*Data in this exercise:*
_ _ _ _ _
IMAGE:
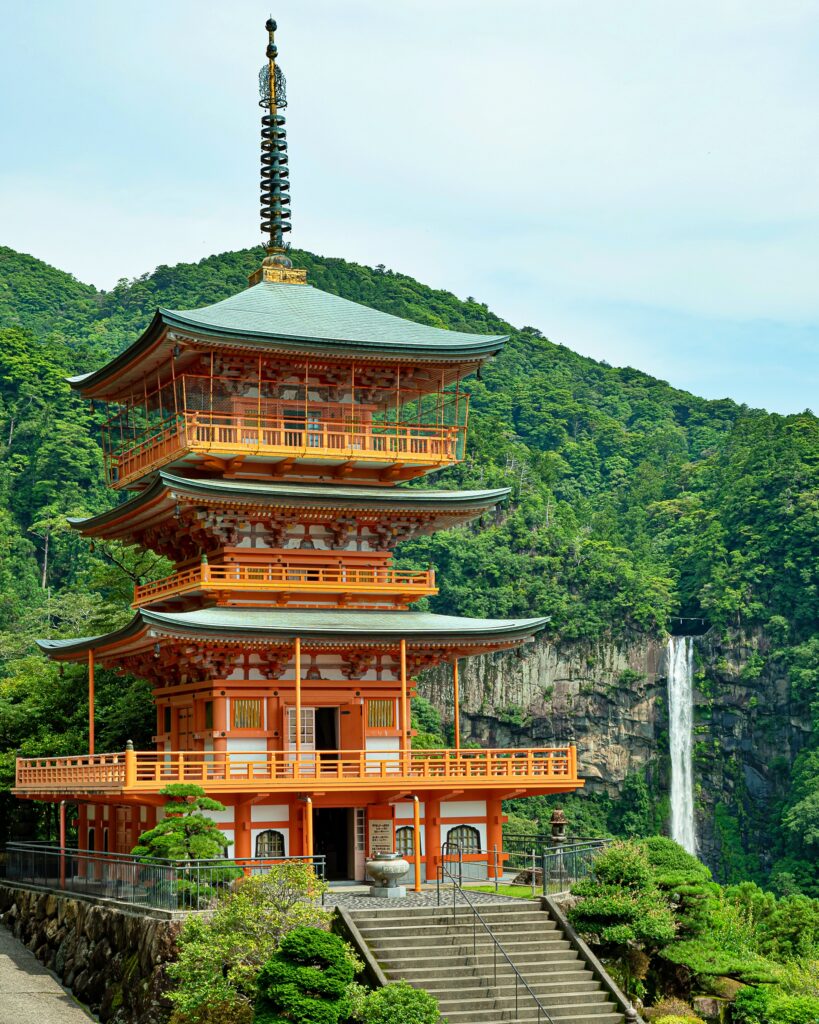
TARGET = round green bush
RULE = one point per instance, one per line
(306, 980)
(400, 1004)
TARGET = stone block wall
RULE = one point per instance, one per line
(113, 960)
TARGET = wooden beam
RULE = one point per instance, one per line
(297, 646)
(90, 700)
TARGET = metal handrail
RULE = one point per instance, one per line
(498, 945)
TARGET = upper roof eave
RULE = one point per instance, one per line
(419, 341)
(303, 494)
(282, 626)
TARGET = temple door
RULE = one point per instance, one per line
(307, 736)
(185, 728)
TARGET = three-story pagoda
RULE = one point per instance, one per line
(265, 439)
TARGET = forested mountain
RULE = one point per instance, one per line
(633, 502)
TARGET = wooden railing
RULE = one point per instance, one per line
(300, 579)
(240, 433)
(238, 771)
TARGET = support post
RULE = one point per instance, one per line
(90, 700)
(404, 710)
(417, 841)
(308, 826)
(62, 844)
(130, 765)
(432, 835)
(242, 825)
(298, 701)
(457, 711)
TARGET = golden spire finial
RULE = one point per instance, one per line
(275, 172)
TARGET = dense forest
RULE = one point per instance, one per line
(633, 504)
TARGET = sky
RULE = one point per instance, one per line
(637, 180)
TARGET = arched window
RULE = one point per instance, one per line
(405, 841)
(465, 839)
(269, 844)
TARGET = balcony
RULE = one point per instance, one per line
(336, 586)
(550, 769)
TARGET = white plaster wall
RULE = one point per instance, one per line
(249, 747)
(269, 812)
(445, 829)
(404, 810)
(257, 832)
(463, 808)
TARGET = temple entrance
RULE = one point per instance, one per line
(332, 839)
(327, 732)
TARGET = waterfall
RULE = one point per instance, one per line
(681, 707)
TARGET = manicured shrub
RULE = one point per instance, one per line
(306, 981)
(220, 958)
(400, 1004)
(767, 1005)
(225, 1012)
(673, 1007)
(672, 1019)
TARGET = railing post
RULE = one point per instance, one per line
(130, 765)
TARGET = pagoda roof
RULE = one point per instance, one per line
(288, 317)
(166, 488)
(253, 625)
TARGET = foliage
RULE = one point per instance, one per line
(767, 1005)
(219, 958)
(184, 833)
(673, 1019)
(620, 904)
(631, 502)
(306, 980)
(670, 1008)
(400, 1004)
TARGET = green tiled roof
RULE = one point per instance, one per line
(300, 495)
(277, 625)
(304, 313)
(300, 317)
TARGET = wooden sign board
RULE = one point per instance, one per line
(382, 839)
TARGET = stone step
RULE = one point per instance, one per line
_ _ _ _ _
*Problem statement:* Convert all of the data above into a Markdown table with the columns Row and Line, one numbered row per nonblank line. Omit the pictures from the table.

*Output below:*
| Row | Line |
|---|---|
| 1 | IMAGE: |
| 2 | TARGET = round green bush |
| 3 | RULE = one point per instance, one per line |
| 4 | (306, 980) |
| 5 | (400, 1004) |
| 6 | TARGET = stone block wall |
| 7 | RULE = one point per instance, one per line |
| 8 | (113, 960) |
| 9 | TARGET = wooden beam |
| 10 | RULE = one point per instance, one per line |
| 11 | (297, 646) |
| 12 | (90, 700) |
| 13 | TARGET = metal handrail |
| 14 | RULE = one point per instance, one per line |
| 15 | (498, 945) |
| 16 | TARGET = upper roof eave |
| 17 | RULE = one point per instance, one per line |
| 18 | (419, 341) |
| 19 | (303, 494) |
| 20 | (282, 626) |
| 21 | TARGET = temple door |
| 22 | RULE = one point per instance, one per line |
| 23 | (307, 736) |
| 24 | (185, 728) |
| 25 | TARGET = three-story pagoda |
| 26 | RULE = one point per instance, one per line |
| 27 | (265, 439) |
| 28 | TARGET = forested mountain |
| 29 | RULE = one point per instance, one per line |
| 30 | (633, 502) |
| 31 | TARGET = wooden railing |
| 32 | RULE = one point per instance, one per line |
| 33 | (300, 579) |
| 34 | (240, 433) |
| 35 | (238, 771) |
| 36 | TARGET = support post |
| 37 | RULE = one point per instance, one per line |
| 38 | (90, 700) |
| 39 | (404, 710) |
| 40 | (417, 841) |
| 41 | (308, 826) |
| 42 | (62, 844) |
| 43 | (130, 765) |
| 44 | (432, 835) |
| 45 | (242, 825) |
| 46 | (298, 701) |
| 47 | (457, 711) |
| 48 | TARGET = golden spire finial |
| 49 | RULE = one point per instance, one per line |
| 50 | (275, 172) |
| 51 | TARGET = dense forest |
| 52 | RULE = one point per instance, one per line |
| 53 | (633, 504) |
| 54 | TARGET = sky |
| 55 | RULE = one point per instance, one per line |
| 56 | (637, 180) |
| 57 | TARGET = arched window |
| 58 | RULE = one point per instance, one per line |
| 59 | (405, 841) |
| 60 | (465, 839) |
| 61 | (269, 844) |
| 62 | TARGET = balcony |
| 63 | RULE = one point per instance, one per line |
| 64 | (336, 586) |
| 65 | (550, 769) |
| 66 | TARGET = white plaster wall |
| 67 | RULE = one point per instance, one per line |
| 68 | (249, 747) |
| 69 | (269, 812) |
| 70 | (445, 829) |
| 71 | (404, 810) |
| 72 | (257, 832) |
| 73 | (463, 808) |
| 74 | TARGET = temple entrance |
| 75 | RULE = one point per instance, one per line |
| 76 | (332, 839) |
| 77 | (327, 732) |
| 78 | TARGET = waterfall |
| 79 | RULE = one point per instance, one per line |
| 80 | (681, 707) |
| 81 | TARGET = manicured shrub |
| 82 | RULE = one point per instance, one per line |
| 83 | (306, 981) |
| 84 | (220, 958) |
| 85 | (400, 1004) |
| 86 | (767, 1005) |
| 87 | (225, 1012) |
| 88 | (673, 1007) |
| 89 | (672, 1019) |
| 90 | TARGET = railing post |
| 91 | RULE = one point per instance, one per line |
| 92 | (130, 765) |
| 93 | TARGET = pagoda roof |
| 94 | RULE = one point per instance, one per line |
| 95 | (288, 317) |
| 96 | (166, 488) |
| 97 | (253, 625) |
| 98 | TARGET = foliage |
| 99 | RULE = one point per instance, one per line |
| 100 | (767, 1005) |
| 101 | (219, 958) |
| 102 | (184, 833) |
| 103 | (673, 1019) |
| 104 | (620, 904) |
| 105 | (631, 502) |
| 106 | (306, 980) |
| 107 | (670, 1008) |
| 108 | (400, 1004) |
| 109 | TARGET = green tiled roof |
| 110 | RULE = one point per instance, one per line |
| 111 | (300, 495) |
| 112 | (277, 625) |
| 113 | (304, 313) |
| 114 | (300, 317) |
| 115 | TARGET = wooden sign board |
| 116 | RULE = one point per instance, one per line |
| 117 | (382, 839) |
| 118 | TARGET = stone step |
| 119 | RULE = one point per instance, one per line |